TRY IT –
For the entries below, repeat exactly each line starting with the one that contains "rider in green leathers | bbox" and going on through the one that contains "tarmac shadow | bbox", and no others.

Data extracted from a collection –

──────────────────────────────

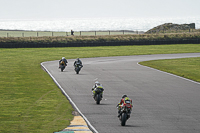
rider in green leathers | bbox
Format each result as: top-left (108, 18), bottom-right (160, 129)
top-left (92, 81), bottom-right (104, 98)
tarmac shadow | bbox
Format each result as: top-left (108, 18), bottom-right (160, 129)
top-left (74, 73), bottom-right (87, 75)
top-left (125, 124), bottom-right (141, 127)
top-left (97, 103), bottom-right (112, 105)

──────────────────────────────

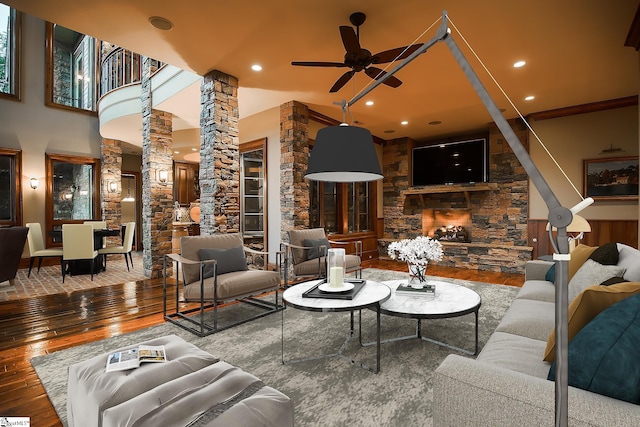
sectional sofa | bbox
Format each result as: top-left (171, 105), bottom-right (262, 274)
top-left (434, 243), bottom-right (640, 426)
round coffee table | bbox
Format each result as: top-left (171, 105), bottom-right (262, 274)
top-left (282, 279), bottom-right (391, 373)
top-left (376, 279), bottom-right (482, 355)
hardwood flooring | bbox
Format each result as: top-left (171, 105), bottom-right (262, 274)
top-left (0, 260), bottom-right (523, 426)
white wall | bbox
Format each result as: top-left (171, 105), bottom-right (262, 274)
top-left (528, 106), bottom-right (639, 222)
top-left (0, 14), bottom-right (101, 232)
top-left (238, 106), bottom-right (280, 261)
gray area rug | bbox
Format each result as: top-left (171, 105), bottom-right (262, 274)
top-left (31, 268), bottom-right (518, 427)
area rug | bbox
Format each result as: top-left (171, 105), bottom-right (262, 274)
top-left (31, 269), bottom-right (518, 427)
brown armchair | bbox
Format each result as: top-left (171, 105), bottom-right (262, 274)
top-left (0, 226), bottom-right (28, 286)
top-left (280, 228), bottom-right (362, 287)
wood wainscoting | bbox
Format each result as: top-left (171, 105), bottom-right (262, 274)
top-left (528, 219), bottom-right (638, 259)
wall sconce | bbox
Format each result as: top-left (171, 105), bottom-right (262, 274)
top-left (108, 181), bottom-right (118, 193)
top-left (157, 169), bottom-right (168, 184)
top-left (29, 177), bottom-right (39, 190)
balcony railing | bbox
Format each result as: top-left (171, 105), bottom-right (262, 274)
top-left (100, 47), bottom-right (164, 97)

──────────────────────────────

REPLY –
rider in green leathers | bbox
Format each result as: top-left (108, 18), bottom-right (160, 129)
top-left (92, 81), bottom-right (104, 98)
tarmac shadow | bbox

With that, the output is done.